Exercise brief »
Copy out the lines below word for word, from the line containing "clothing. Keep to one point per instance." through the last line. Give only those lines.

---*---

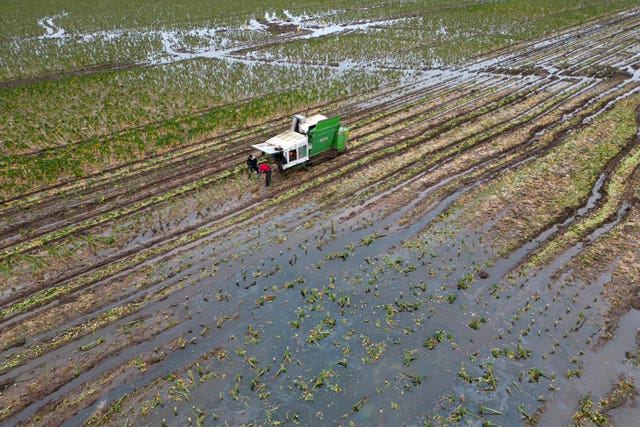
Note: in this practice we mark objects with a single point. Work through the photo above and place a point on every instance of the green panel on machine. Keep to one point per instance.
(323, 135)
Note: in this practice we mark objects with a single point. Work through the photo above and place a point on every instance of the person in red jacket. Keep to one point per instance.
(264, 168)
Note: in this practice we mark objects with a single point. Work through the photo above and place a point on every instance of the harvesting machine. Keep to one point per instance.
(308, 137)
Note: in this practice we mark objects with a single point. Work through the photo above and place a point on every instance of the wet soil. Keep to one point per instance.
(472, 258)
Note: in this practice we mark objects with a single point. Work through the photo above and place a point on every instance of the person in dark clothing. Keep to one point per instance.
(264, 168)
(252, 164)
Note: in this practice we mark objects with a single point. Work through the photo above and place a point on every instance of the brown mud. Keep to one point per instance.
(394, 283)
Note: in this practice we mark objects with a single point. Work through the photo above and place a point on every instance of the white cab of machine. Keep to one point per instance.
(291, 147)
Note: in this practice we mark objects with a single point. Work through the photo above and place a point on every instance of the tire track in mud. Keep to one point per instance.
(128, 254)
(92, 222)
(108, 260)
(408, 174)
(500, 168)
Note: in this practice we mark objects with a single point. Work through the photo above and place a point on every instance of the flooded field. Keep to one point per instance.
(472, 258)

---*---

Full answer »
Note: in this practice we mark objects with a single point. Work through the photo above and place a point on every instance of the person in dark clothing. Keep to one point per instance.
(264, 168)
(252, 164)
Note: in this practice we mark objects with a single point. Work through the photo above and place a point on every instance of the brown mud. Keep to one point per instance.
(394, 283)
Note: in this practice we mark objects with a single point. Work through the photo above and place a point on every instance of the white cab of machine. Keep to one point per instance.
(291, 147)
Note: in this practice we mark objects with a single point. Work through the photo above and place a point on every instance of the tire track in mud. Keep to one point per instance.
(128, 254)
(92, 222)
(108, 260)
(408, 174)
(500, 168)
Note: in this practice we mark objects with a single point. Work through the photo above and place a point on every instance of the flooded field. Keep to one point per instance.
(472, 258)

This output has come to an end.